** Passage for review follows **

The Catholic Order of Malta has reinstalled its German "foreign minister" Albrecht von Boeselager after intervention by the Vatican. The charity's head Mathew Festing of Britain resigned last Tuesday.
The Knight of Malta's top sovereign council said Saturday it had reinstated Boeselager (pictured left, above), who in December said he was told to quit by Festing in the presence of American papal critic Cardinal Raymond Leo Burke.
The row had centered on condoms distributed in 2013 during charitable projects in Myanmar once overseen by Boeselager, who insisted he had complied with Vatican teachings.
Festing's top post as Grand Master had gone on an interim basis to Ludwig Hoffmann von Rumerstein of Austria, the order's number-two, until an election took place, the council added.
The council promised cooperation with an investigative papal delegation, which earlier this month had been rejected by Fasting as "irrelevant on the grounds that Knights of Malta was a sovereign entity with its own diplomatic network.
The German-language Catholic news agency KNA reported Saturday that papal investigators had found the allegations against Boeselager to be untrue.
Festing was driven on Tuesday to the Vatican to resign at the pope's residence, according to Reuters.
Pope Francis in a personal letter sent to the Sovereign Council on Friday said his delegation would seek to "renew the spirituality of the Order, specifically of those members who take vows."
The all-male top leaders of the Knights of Malta are not religious clerics, but each take vows of poverty, chastity and obedience to the pope.

** End of Passage for review **
** Extracted records follows **

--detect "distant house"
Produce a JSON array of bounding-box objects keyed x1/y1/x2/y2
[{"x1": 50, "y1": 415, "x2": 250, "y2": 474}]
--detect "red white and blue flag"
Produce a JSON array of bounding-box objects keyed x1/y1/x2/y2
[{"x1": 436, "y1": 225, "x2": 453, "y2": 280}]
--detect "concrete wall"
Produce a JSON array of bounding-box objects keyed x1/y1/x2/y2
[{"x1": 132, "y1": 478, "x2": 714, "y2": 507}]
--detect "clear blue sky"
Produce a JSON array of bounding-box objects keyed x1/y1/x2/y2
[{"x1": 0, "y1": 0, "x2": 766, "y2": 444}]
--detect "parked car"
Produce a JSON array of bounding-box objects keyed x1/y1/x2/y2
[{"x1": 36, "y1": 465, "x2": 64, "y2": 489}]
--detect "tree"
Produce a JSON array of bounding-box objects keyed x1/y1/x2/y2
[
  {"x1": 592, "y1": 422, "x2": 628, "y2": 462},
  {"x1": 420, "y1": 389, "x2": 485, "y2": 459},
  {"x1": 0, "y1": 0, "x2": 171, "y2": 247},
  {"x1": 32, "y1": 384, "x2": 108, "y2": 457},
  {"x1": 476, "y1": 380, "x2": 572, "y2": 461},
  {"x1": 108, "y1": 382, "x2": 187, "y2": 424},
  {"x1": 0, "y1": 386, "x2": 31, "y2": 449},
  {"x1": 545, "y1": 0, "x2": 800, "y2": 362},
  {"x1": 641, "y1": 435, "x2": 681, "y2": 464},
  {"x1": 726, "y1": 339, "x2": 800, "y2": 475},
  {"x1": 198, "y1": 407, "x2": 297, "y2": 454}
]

** End of Extracted records **

Parts of the exercise:
- A) Answer these questions about the Order of Malta article, please:
(i) What country is Ludwig Hoffmann von Rumerstein from?
(ii) In what country were condoms distributed in 2013 during charitable projects?
(iii) What three vows does each of the order's top leaders take?
- B) In the Order of Malta article, take the part that opens with the words "The Catholic Order" and closes with "with Vatican teachings.", and change "Myanmar" to "Burma".
- C) Continue the Order of Malta article from its last sentence.

Answers to the exercise:
- A)
(i) Austria
(ii) Myanmar
(iii) Poverty, chastity and obedience to the pope

- B)
The Catholic Order of Malta has reinstalled its German "foreign minister" Albrecht von Boeselager after intervention by the Vatican. The charity's head Mathew Festing of Britain resigned last Tuesday.
The Knight of Malta's top sovereign council said Saturday it had reinstated Boeselager (pictured left, above), who in December said he was told to quit by Festing in the presence of American papal critic Cardinal Raymond Leo Burke.
The row had centered on condoms distributed in 2013 during charitable projects in Burma once overseen by Boeselager, who insisted he had complied with Vatican teachings.

- C)
Sources quoted by Reuters said Cardinal Burke had sought to persuade Festing to withdraw his resignation.
Burke, who was demoted within Vatican circles in 2014, had become a rallying figure for conservatives who contest Frances' reformist moves among 1.2 billion Roman Catholics.
The highly public spat that saw Boeselager depart and then be reinstated had endangered the image of the charitable order, a monastic community formed in 1048 during the so-called crusades focused on Jerusalem.
Around the world the order's humanitarian arm, Maltese International, has 13,000 members, 80,000 volunteers and 25,000 paid employees, mostly medical staff.
The order, which was evicted by Napoleon from Malta in 1798, has operated from Rome since 1834 and maintains diplomatic ties with 106 states and the EU.
Boeselager, a son of a late German aristocrat who survived a 1944 World War Two plot to kill Hitler, insisted in December that he was fully behind church teachings.